Job:
Would you return all of this data exactly, leaving nothing out?

%%

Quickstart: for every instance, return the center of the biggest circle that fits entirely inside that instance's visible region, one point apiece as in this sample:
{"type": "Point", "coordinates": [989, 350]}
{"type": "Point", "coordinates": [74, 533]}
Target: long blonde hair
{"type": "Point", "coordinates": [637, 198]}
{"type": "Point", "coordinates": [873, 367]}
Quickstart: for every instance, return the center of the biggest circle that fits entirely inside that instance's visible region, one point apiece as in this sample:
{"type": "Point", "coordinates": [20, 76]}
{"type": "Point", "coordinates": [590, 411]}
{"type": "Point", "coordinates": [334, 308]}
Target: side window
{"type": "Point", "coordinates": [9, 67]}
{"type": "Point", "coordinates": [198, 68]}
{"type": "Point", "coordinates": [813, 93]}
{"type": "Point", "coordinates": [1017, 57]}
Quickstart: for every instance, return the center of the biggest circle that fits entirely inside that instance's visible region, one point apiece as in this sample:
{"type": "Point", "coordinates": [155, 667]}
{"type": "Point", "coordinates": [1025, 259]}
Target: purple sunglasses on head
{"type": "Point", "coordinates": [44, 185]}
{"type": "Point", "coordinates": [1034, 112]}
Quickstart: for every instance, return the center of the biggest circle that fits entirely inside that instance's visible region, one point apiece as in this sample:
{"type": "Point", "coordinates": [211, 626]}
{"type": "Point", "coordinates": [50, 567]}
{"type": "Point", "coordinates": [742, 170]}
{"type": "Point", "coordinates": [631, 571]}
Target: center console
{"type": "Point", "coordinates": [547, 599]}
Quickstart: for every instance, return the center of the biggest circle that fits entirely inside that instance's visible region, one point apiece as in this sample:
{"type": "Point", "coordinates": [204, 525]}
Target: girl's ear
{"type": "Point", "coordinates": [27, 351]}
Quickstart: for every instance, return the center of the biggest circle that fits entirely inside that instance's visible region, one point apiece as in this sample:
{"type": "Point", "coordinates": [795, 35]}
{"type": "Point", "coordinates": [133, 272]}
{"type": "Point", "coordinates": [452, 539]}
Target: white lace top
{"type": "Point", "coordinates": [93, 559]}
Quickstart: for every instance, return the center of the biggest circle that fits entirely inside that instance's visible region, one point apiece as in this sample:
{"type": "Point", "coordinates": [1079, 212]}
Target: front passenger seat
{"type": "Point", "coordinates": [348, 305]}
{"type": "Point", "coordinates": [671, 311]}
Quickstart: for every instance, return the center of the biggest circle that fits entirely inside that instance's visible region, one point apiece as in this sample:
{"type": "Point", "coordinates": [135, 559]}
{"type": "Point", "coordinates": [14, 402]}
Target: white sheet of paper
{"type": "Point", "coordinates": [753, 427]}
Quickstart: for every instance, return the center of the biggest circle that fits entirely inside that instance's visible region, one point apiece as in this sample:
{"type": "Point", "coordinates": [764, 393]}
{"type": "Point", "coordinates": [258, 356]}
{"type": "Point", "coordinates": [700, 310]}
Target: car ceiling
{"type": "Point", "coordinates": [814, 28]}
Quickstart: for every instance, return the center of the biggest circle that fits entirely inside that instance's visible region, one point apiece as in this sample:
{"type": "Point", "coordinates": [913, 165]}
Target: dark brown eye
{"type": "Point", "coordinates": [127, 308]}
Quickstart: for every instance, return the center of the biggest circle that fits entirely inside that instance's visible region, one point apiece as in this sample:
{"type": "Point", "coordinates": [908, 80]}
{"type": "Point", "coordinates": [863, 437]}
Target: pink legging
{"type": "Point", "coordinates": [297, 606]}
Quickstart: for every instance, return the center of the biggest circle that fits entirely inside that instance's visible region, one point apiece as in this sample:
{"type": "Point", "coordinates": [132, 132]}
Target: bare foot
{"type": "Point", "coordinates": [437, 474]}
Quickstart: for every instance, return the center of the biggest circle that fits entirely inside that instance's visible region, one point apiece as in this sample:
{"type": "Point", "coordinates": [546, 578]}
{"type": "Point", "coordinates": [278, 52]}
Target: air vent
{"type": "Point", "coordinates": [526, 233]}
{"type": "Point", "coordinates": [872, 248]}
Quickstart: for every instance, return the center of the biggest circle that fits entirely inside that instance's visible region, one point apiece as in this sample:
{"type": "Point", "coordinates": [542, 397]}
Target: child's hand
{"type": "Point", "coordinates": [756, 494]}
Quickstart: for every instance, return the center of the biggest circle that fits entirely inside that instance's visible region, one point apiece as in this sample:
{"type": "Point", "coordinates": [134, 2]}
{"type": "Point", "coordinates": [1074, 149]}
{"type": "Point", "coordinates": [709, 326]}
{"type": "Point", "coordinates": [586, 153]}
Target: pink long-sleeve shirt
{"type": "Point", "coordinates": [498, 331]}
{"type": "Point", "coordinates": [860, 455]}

%%

The completed task:
Quickstart: for every instance, return the center of the biggest circle that fits entirely inside that instance's visible region, one point apiece as in this sample:
{"type": "Point", "coordinates": [989, 350]}
{"type": "Point", "coordinates": [74, 533]}
Target: long blonde hair
{"type": "Point", "coordinates": [637, 198]}
{"type": "Point", "coordinates": [873, 367]}
Quickstart: for every instance, return the center of the biggest circle that fits entirely inside that instance's visible region, one point apiece as in this sample:
{"type": "Point", "coordinates": [20, 76]}
{"type": "Point", "coordinates": [590, 411]}
{"type": "Point", "coordinates": [334, 308]}
Target: side window
{"type": "Point", "coordinates": [9, 67]}
{"type": "Point", "coordinates": [198, 68]}
{"type": "Point", "coordinates": [813, 93]}
{"type": "Point", "coordinates": [1017, 57]}
Quickstart: for every instance, return the center of the biggest circle that fits entirely inside that instance's visible region, one point apiece as in this sample:
{"type": "Point", "coordinates": [155, 667]}
{"type": "Point", "coordinates": [1025, 259]}
Target: purple sunglasses on head
{"type": "Point", "coordinates": [44, 185]}
{"type": "Point", "coordinates": [1034, 112]}
Quickstart: for every instance, return the center of the biggest circle that fits entirely inside that instance's visible region, one point apiece as in this sample:
{"type": "Point", "coordinates": [211, 626]}
{"type": "Point", "coordinates": [50, 567]}
{"type": "Point", "coordinates": [742, 170]}
{"type": "Point", "coordinates": [631, 571]}
Target: center console
{"type": "Point", "coordinates": [547, 599]}
Quickstart: for every instance, return the center of the biggest circle that fits entirely inside that instance's visible region, one point apiece as in this sample:
{"type": "Point", "coordinates": [204, 525]}
Target: girl's ear
{"type": "Point", "coordinates": [27, 351]}
Quickstart: for every instance, return the center of the biggest circle that fits entirely inside that instance's visible region, one point apiece as in this sample:
{"type": "Point", "coordinates": [795, 35]}
{"type": "Point", "coordinates": [133, 272]}
{"type": "Point", "coordinates": [452, 539]}
Target: white lace top
{"type": "Point", "coordinates": [93, 559]}
Quickstart: for every instance, return the center of the biggest circle that fits entirely inside that instance's visible region, one point apiece as in this sample:
{"type": "Point", "coordinates": [1079, 212]}
Target: front passenger seat
{"type": "Point", "coordinates": [348, 305]}
{"type": "Point", "coordinates": [671, 311]}
Quickstart: for every instance, return the center of the biggest circle that fits entirely inside that instance's visible region, one point apiece as in this sample:
{"type": "Point", "coordinates": [135, 559]}
{"type": "Point", "coordinates": [14, 402]}
Target: white sheet of paper
{"type": "Point", "coordinates": [753, 427]}
Quickstart: for every instance, return the center of the biggest circle that fits entirely inside that instance's visible region, one point apiece as in this sample:
{"type": "Point", "coordinates": [764, 393]}
{"type": "Point", "coordinates": [258, 356]}
{"type": "Point", "coordinates": [700, 310]}
Target: car ceiling
{"type": "Point", "coordinates": [814, 28]}
Quickstart: for every instance, return the center of the biggest circle that fits entirely inside that instance's visible region, one point apiece as in this sample:
{"type": "Point", "coordinates": [913, 165]}
Target: dark brown eye
{"type": "Point", "coordinates": [127, 308]}
Quickstart: for every instance, return the center of the biggest circle that fits entirely inside that instance's visible region, one point apiece as in this sample:
{"type": "Point", "coordinates": [908, 80]}
{"type": "Point", "coordinates": [863, 437]}
Target: pink legging
{"type": "Point", "coordinates": [297, 606]}
Quickstart: for every instance, return the center of the biggest circle that fits entirely inside that instance's visible region, one point apiece as in this sample:
{"type": "Point", "coordinates": [132, 132]}
Target: bare foot
{"type": "Point", "coordinates": [437, 474]}
Quickstart: for every instance, return the center of the biggest circle that fits entirely inside that instance's visible region, one point apiece as in this sample:
{"type": "Point", "coordinates": [546, 578]}
{"type": "Point", "coordinates": [278, 52]}
Target: air vent
{"type": "Point", "coordinates": [526, 233]}
{"type": "Point", "coordinates": [872, 248]}
Quickstart: for every instance, return the center of the biggest circle that fits entirely inside that instance's visible region, one point apiece as in this sample:
{"type": "Point", "coordinates": [542, 397]}
Target: child's hand
{"type": "Point", "coordinates": [756, 494]}
Quickstart: for every instance, return the center of the biggest circle that fits entirely inside that instance's visible region, one point apiece as in this sample:
{"type": "Point", "coordinates": [134, 2]}
{"type": "Point", "coordinates": [1074, 149]}
{"type": "Point", "coordinates": [709, 326]}
{"type": "Point", "coordinates": [586, 153]}
Target: pink long-sleeve shirt
{"type": "Point", "coordinates": [498, 331]}
{"type": "Point", "coordinates": [860, 455]}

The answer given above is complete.